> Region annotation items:

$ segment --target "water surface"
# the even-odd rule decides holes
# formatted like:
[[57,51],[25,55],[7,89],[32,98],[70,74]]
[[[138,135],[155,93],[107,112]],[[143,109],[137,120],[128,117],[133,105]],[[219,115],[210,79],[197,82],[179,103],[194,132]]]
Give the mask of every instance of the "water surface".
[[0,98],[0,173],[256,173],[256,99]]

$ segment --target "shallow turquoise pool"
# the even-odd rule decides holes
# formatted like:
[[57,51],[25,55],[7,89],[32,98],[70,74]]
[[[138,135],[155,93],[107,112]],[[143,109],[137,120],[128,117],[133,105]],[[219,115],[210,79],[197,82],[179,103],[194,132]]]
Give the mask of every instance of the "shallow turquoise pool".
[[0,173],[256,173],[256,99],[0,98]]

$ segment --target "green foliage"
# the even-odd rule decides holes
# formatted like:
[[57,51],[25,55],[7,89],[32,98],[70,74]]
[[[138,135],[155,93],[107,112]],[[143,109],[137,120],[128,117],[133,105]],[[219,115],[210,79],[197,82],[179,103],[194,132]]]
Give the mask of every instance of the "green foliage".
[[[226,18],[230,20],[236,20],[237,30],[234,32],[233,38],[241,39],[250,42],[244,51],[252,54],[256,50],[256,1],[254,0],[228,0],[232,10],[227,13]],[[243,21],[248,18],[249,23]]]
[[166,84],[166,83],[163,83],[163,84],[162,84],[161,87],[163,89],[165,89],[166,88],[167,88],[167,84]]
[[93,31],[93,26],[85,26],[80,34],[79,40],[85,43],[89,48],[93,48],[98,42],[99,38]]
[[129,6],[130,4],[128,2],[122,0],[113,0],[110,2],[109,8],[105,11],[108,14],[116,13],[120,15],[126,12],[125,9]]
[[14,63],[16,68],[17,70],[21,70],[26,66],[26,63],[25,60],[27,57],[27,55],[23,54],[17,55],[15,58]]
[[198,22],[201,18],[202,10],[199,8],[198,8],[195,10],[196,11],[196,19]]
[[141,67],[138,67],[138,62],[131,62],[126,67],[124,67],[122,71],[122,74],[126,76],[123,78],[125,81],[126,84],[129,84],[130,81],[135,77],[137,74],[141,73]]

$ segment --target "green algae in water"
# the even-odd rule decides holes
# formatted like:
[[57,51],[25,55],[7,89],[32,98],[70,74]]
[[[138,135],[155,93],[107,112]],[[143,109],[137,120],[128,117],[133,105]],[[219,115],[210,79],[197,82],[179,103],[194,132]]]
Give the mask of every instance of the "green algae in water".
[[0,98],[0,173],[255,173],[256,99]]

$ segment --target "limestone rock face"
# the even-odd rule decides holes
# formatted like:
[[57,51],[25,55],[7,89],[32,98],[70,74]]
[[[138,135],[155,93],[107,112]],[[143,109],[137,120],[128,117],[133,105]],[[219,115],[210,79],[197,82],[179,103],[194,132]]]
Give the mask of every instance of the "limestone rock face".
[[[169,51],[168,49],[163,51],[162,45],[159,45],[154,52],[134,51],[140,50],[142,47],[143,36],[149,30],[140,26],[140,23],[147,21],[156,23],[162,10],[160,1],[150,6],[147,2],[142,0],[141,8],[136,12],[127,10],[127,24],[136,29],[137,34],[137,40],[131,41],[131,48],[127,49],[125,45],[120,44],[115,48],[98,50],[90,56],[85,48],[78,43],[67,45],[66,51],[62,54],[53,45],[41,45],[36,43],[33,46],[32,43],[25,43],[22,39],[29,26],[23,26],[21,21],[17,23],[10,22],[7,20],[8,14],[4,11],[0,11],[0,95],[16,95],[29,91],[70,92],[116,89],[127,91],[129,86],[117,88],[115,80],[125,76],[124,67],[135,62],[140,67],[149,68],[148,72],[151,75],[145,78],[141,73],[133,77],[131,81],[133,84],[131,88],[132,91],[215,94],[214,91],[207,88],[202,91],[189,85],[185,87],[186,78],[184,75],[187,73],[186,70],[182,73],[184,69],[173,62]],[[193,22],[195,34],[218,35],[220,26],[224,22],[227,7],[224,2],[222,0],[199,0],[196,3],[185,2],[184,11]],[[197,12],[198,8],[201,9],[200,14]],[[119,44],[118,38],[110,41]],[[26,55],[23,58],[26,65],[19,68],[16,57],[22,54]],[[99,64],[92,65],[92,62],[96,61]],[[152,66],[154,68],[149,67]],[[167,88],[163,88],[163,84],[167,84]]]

> WHAT YOU NEED TO DO:
Could you format every line of the material above as a JSON array of strings, with one string per line and the blank lines omitted?

> FULL OUTPUT:
[
  "$ segment --target \"water surface\"",
  "# the even-odd rule decides holes",
  "# formatted like:",
  "[[57,51],[25,55],[7,89],[32,98],[70,74]]",
  "[[[138,135],[155,93],[107,112]],[[143,109],[137,120],[128,117],[133,105]],[[219,115],[210,79],[197,82],[179,103],[194,132]]]",
  "Give the mask of every instance of the \"water surface\".",
  "[[0,98],[0,173],[256,173],[256,99]]",
  "$ segment --target \"shallow turquoise pool\"",
  "# the even-odd rule decides holes",
  "# formatted like:",
  "[[57,51],[25,55],[7,89],[32,98],[70,74]]",
  "[[[138,135],[155,93],[107,112]],[[143,109],[137,120],[128,117],[133,105]],[[219,115],[210,79],[197,82],[179,103],[194,132]]]",
  "Give the mask of every instance of the \"shallow turquoise pool\".",
  "[[0,173],[256,173],[256,99],[0,98]]",
  "$ segment --target \"green foliage\"",
  "# the even-odd rule decides holes",
  "# formatted like:",
  "[[57,51],[25,55],[7,89],[32,98],[70,74]]",
  "[[[138,135],[155,93],[107,112]],[[143,109],[137,120],[128,117],[133,105]],[[219,115],[210,79],[197,82],[179,103],[194,132]]]",
  "Give the mask of every instance of the \"green foliage\".",
  "[[[226,18],[230,20],[236,20],[237,30],[234,32],[233,38],[241,39],[250,42],[244,51],[252,54],[256,50],[256,1],[254,0],[228,0],[232,10],[227,13]],[[243,21],[248,18],[249,23]]]",
  "[[166,84],[166,83],[163,83],[163,84],[162,84],[161,87],[163,89],[165,89],[166,88],[167,88],[167,84]]",
  "[[93,31],[93,26],[85,26],[80,34],[79,40],[85,43],[89,48],[93,48],[98,42],[99,38]]",
  "[[129,6],[130,4],[128,2],[122,0],[113,0],[110,2],[109,8],[105,11],[108,14],[116,13],[120,15],[126,12],[125,9]]",
  "[[14,63],[16,68],[17,70],[21,70],[26,66],[26,63],[25,60],[27,57],[27,55],[23,54],[17,55],[15,58]]",
  "[[198,22],[201,18],[202,10],[199,8],[198,8],[195,10],[196,11],[196,19]]",
  "[[141,67],[138,67],[138,62],[131,62],[126,67],[124,67],[122,71],[122,74],[126,76],[123,78],[125,81],[126,84],[129,84],[130,81],[135,77],[137,74],[141,73]]",
  "$ segment --target \"green algae in water\"",
  "# the even-odd rule decides holes",
  "# formatted like:",
  "[[57,51],[25,55],[7,89],[32,98],[70,74]]",
  "[[[138,135],[155,93],[107,112]],[[143,109],[137,120],[128,117],[133,105]],[[219,115],[210,79],[197,82],[179,103],[194,132]]]",
  "Give the mask of every instance of the \"green algae in water\".",
  "[[0,98],[0,173],[255,173],[256,99]]",
  "$ segment --target \"limestone rock face\"",
  "# the even-odd rule decides holes",
  "# formatted like:",
  "[[57,51],[25,55],[7,89],[32,98],[70,74]]",
  "[[[138,135],[155,93],[107,112]],[[143,109],[137,120],[128,117],[133,105]],[[219,115],[210,79],[197,82],[179,103],[194,132]]]",
  "Give the mask of every instance of the \"limestone rock face\".",
  "[[[169,51],[168,49],[163,51],[162,45],[159,45],[154,52],[134,51],[140,50],[142,47],[143,36],[149,30],[140,26],[140,23],[147,21],[156,23],[162,10],[160,1],[150,6],[147,2],[142,0],[141,8],[136,12],[127,10],[127,24],[136,29],[137,34],[137,40],[131,41],[131,48],[127,49],[125,45],[120,44],[115,48],[98,50],[90,56],[85,48],[78,43],[67,45],[66,51],[62,54],[53,45],[41,45],[36,43],[33,46],[32,43],[25,43],[22,39],[29,26],[23,26],[21,21],[17,23],[10,22],[7,20],[8,14],[4,11],[0,11],[0,95],[16,95],[29,91],[70,92],[116,89],[127,91],[129,86],[117,88],[115,80],[125,76],[124,67],[135,62],[140,67],[149,68],[148,72],[151,75],[145,78],[141,73],[133,77],[131,81],[133,84],[131,88],[132,91],[215,94],[214,91],[207,88],[202,91],[189,85],[185,87],[186,78],[184,75],[187,73],[186,70],[182,73],[184,69],[173,62]],[[193,22],[195,34],[218,35],[220,26],[224,22],[227,7],[224,2],[222,0],[199,0],[196,3],[185,2],[184,11]],[[197,12],[198,8],[201,9],[200,14]],[[119,44],[118,38],[110,41]],[[26,55],[23,58],[26,65],[19,68],[16,57],[22,54]],[[99,64],[92,65],[92,62],[96,61]],[[152,66],[154,68],[149,67]],[[167,88],[163,88],[163,84],[167,84]]]"
]